(Stated problem): Print the whole listing exactly.

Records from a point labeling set
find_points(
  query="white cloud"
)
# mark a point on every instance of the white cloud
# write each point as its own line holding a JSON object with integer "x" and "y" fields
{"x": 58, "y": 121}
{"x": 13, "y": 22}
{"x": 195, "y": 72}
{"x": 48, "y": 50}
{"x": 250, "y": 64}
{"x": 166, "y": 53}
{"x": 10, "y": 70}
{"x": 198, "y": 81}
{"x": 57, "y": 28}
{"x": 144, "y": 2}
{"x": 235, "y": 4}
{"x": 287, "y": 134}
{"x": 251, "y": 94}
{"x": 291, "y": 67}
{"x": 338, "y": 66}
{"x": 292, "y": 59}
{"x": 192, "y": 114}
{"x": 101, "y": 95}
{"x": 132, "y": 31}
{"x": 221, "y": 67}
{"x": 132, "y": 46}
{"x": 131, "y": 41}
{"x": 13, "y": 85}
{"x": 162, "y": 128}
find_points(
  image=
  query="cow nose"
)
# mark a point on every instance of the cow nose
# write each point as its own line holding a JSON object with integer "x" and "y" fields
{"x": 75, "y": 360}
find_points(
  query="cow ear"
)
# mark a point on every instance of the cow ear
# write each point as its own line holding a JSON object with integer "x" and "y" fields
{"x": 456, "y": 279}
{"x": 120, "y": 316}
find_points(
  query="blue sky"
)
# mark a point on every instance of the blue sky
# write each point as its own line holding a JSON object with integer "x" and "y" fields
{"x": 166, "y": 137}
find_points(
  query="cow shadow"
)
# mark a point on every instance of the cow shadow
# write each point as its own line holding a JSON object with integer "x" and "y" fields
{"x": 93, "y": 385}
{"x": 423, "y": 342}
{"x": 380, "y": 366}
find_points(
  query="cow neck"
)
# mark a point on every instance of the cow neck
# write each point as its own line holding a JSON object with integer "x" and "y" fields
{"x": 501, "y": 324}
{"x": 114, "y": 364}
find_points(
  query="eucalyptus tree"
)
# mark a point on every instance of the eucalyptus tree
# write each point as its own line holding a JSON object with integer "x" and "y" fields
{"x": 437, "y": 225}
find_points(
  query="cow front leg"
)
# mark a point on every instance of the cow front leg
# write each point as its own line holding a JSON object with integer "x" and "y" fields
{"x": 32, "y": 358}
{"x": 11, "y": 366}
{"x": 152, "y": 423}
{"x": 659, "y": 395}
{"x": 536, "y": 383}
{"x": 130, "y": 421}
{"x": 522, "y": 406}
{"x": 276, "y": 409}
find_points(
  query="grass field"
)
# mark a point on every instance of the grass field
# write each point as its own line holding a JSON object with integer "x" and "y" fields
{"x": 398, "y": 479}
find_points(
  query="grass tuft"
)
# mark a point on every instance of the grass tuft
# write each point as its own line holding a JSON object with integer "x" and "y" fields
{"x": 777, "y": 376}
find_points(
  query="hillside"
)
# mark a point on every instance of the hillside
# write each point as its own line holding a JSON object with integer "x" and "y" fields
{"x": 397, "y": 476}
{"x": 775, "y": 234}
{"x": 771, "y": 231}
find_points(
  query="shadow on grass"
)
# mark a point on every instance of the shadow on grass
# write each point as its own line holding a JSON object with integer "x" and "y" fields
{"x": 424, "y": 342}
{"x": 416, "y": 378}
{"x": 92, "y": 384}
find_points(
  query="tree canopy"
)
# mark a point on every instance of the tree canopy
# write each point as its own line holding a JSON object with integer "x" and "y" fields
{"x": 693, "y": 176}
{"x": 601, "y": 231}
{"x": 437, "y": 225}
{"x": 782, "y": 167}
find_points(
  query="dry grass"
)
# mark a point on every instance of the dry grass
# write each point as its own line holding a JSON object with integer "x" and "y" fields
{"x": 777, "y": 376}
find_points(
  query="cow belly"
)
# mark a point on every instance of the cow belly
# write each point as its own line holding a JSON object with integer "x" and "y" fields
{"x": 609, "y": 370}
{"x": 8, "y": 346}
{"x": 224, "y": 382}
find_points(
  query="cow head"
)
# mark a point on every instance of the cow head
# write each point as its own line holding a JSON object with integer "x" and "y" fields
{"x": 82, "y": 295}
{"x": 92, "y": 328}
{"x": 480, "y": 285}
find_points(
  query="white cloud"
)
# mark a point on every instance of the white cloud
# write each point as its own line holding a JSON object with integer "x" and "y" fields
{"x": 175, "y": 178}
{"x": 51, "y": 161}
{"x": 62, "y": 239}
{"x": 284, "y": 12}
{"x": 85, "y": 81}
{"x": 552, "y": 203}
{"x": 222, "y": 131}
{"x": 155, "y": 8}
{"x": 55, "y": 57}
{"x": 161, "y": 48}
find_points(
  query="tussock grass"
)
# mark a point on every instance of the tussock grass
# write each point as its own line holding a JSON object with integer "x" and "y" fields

(Exercise answer):
find_points(
  query="white cloud"
)
# mark a point on every instance of the white cloud
# write each point as its own line holding a JSON object with integer "x" and "y" fields
{"x": 58, "y": 121}
{"x": 13, "y": 22}
{"x": 195, "y": 72}
{"x": 48, "y": 50}
{"x": 250, "y": 64}
{"x": 166, "y": 53}
{"x": 10, "y": 70}
{"x": 198, "y": 81}
{"x": 57, "y": 28}
{"x": 144, "y": 2}
{"x": 235, "y": 4}
{"x": 287, "y": 134}
{"x": 251, "y": 94}
{"x": 291, "y": 67}
{"x": 338, "y": 66}
{"x": 292, "y": 59}
{"x": 192, "y": 114}
{"x": 101, "y": 95}
{"x": 132, "y": 31}
{"x": 221, "y": 67}
{"x": 132, "y": 46}
{"x": 131, "y": 41}
{"x": 13, "y": 85}
{"x": 162, "y": 128}
find_points(
  image=
  query="cow nose"
)
# mark a point on every instance of the cow nose
# write each point as its own line holding a JSON object with integer "x" and "y" fields
{"x": 75, "y": 360}
find_points(
  query="cow ear"
)
# mark a point on every instance of the cow ear
# write each point as its own line holding a JSON object with integer "x" and "y" fields
{"x": 456, "y": 279}
{"x": 120, "y": 316}
find_points(
  query="blue sky"
)
# mark a point on every instance of the blue sky
# write each point as its own line holding a JSON object with integer "x" and "y" fields
{"x": 166, "y": 137}
find_points(
  query="cow shadow"
)
# mark a point on every instance of the cow shadow
# write each point as its own line holding a JSON object with integer "x" and "y" fields
{"x": 93, "y": 385}
{"x": 423, "y": 342}
{"x": 380, "y": 366}
find_points(
  query="cow neck"
)
# mark a point on every instance of the cow neck
# write each point as its own line holding a JSON object with integer "x" and "y" fields
{"x": 501, "y": 324}
{"x": 114, "y": 364}
find_points(
  query="eucalyptus tree"
)
# mark a point on every instance of the eucalyptus tree
# write each point as its own line holding a JSON object with integer "x" and "y" fields
{"x": 437, "y": 225}
find_points(
  query="cow front leg"
)
# mark a point on every instance of the cow front leg
# write each point as its own line holding a JSON object with integer "x" and "y" fields
{"x": 32, "y": 358}
{"x": 11, "y": 366}
{"x": 152, "y": 423}
{"x": 659, "y": 395}
{"x": 536, "y": 383}
{"x": 130, "y": 421}
{"x": 522, "y": 406}
{"x": 276, "y": 409}
find_points(
  query="grass field"
)
# mark a point on every instance of the grass field
# write each point as its own line holding a JSON object with integer "x" and "y" fields
{"x": 398, "y": 479}
find_points(
  query="grass tuft"
)
# mark a point on every instance of the grass tuft
# write each point as its own line holding a JSON object with integer "x" and "y" fields
{"x": 777, "y": 376}
find_points(
  query="hillside"
)
# mark a point on every instance of the hillside
# write each point as its own line holding a JSON object with integer "x" and "y" fields
{"x": 397, "y": 476}
{"x": 775, "y": 234}
{"x": 771, "y": 231}
find_points(
  query="shadow on grass"
)
# mark a point on every instance of the shadow on grass
# write each point as its own line holding a JSON object with integer "x" and "y" fields
{"x": 424, "y": 342}
{"x": 416, "y": 378}
{"x": 92, "y": 384}
find_points(
  query="tree canopy"
)
# mark a point on every instance of the tree canopy
# write each point as its own line holding a JSON object with integer "x" and "y" fields
{"x": 693, "y": 176}
{"x": 601, "y": 231}
{"x": 437, "y": 225}
{"x": 782, "y": 167}
find_points(
  query="dry grass"
)
# mark a point on every instance of the dry grass
# write each point as its own line holding a JSON object with integer "x" and "y" fields
{"x": 777, "y": 376}
find_points(
  query="cow belly"
)
# mark a point on every instance of the cow belly
# write each point as its own line holding a JSON object with integer "x" and "y" fields
{"x": 609, "y": 370}
{"x": 8, "y": 346}
{"x": 224, "y": 382}
find_points(
  query="cow head"
)
# mark a point on every instance of the cow head
# write each point as its own line holding a JSON object with integer "x" and "y" fields
{"x": 82, "y": 295}
{"x": 92, "y": 328}
{"x": 480, "y": 285}
find_points(
  query="white cloud"
)
# mark a point on every instance of the white cloud
# write each point as its own line holding a JSON object with integer "x" and "y" fields
{"x": 175, "y": 178}
{"x": 51, "y": 161}
{"x": 62, "y": 239}
{"x": 284, "y": 12}
{"x": 85, "y": 81}
{"x": 552, "y": 203}
{"x": 222, "y": 131}
{"x": 155, "y": 8}
{"x": 55, "y": 57}
{"x": 161, "y": 48}
find_points(
  query="tussock grass"
)
# mark a point on every instance of the tussock grass
# write each point as its own line holding a JSON object with integer "x" and "y" fields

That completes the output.